What to produce.
Every entry below should be printed again exactly as it reads.

--- Listed records Enclosed Below ---

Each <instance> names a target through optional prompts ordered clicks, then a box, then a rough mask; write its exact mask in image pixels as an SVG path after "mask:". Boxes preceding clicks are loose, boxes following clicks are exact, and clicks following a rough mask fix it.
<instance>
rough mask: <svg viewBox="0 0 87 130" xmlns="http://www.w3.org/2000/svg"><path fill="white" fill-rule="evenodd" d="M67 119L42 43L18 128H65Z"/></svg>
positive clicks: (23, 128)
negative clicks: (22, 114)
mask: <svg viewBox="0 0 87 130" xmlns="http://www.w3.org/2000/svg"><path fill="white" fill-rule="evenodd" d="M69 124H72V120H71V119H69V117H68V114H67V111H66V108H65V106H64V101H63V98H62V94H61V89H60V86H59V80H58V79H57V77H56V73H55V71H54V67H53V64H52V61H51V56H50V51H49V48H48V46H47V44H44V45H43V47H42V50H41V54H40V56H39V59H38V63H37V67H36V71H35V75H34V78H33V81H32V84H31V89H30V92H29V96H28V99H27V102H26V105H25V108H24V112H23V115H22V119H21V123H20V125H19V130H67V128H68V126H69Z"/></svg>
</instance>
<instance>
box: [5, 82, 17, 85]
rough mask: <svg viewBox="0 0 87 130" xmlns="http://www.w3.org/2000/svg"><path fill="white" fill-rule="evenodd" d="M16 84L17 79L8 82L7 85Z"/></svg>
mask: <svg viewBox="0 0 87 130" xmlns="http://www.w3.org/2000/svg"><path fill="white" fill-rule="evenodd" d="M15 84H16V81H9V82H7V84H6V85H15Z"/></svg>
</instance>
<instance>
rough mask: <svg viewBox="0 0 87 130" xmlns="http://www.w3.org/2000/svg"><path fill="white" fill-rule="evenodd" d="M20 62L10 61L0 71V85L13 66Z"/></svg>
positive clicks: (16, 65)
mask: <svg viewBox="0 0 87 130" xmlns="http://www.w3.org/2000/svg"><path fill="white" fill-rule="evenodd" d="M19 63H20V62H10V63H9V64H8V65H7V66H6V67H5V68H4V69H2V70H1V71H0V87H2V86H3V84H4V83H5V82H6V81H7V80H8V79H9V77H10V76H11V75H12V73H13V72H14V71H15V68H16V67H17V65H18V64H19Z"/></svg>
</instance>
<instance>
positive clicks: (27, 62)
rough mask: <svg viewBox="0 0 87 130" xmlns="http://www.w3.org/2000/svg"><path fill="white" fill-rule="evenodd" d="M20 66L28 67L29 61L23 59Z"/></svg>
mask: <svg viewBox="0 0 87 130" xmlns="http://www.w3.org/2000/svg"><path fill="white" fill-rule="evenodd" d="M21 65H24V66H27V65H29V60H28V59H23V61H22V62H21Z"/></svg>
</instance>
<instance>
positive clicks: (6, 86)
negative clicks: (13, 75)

--- End of Enclosed Listed records ---

Finished task.
Each <instance> names a target through optional prompts ordered clicks, then a box, then a rough mask; write its exact mask in image pixels as an SVG path after "mask:". Boxes preceding clicks are loose, boxes following clicks are exact, and clicks following a rough mask fix it.
<instance>
rough mask: <svg viewBox="0 0 87 130" xmlns="http://www.w3.org/2000/svg"><path fill="white" fill-rule="evenodd" d="M67 119L42 43L18 128H65Z"/></svg>
positive clicks: (23, 128)
negative clicks: (22, 114)
mask: <svg viewBox="0 0 87 130" xmlns="http://www.w3.org/2000/svg"><path fill="white" fill-rule="evenodd" d="M69 124H72V120H71V119H69V117H68V114H67V111H66V108H65V106H64V101H63V98H62V94H61V89H60V86H59V80H58V79H57V77H56V73H55V71H54V67H53V64H52V61H51V56H50V51H49V48H48V46H47V44H44V45H43V47H42V50H41V54H40V56H39V59H38V63H37V67H36V71H35V75H34V78H33V81H32V84H31V89H30V92H29V96H28V99H27V102H26V105H25V108H24V112H23V115H22V119H21V123H20V125H19V130H67V128H68V126H69Z"/></svg>
</instance>
<instance>
box: [5, 82, 17, 85]
rough mask: <svg viewBox="0 0 87 130" xmlns="http://www.w3.org/2000/svg"><path fill="white" fill-rule="evenodd" d="M16 84L17 79L8 82L7 85Z"/></svg>
mask: <svg viewBox="0 0 87 130" xmlns="http://www.w3.org/2000/svg"><path fill="white" fill-rule="evenodd" d="M15 84H16V81H9V82H7V84H6V85H15Z"/></svg>
</instance>
<instance>
rough mask: <svg viewBox="0 0 87 130" xmlns="http://www.w3.org/2000/svg"><path fill="white" fill-rule="evenodd" d="M20 62L10 61L0 71V85L13 66Z"/></svg>
positive clicks: (16, 65)
mask: <svg viewBox="0 0 87 130" xmlns="http://www.w3.org/2000/svg"><path fill="white" fill-rule="evenodd" d="M19 63H20V62H10V63H9V64H8V65H7V66H6V67H5V68H4V69H2V70H1V71H0V87H2V86H3V84H4V83H5V82H6V81H7V80H8V79H9V77H10V76H11V75H12V73H13V72H14V71H15V68H16V67H17V65H18V64H19Z"/></svg>
</instance>
<instance>
positive clicks: (27, 62)
rough mask: <svg viewBox="0 0 87 130" xmlns="http://www.w3.org/2000/svg"><path fill="white" fill-rule="evenodd" d="M20 66L28 67L29 61L23 59Z"/></svg>
mask: <svg viewBox="0 0 87 130" xmlns="http://www.w3.org/2000/svg"><path fill="white" fill-rule="evenodd" d="M21 65H24V66H27V65H29V60H28V59H23V61H22V62H21Z"/></svg>
</instance>
<instance>
positive clicks: (6, 86)
negative clicks: (13, 75)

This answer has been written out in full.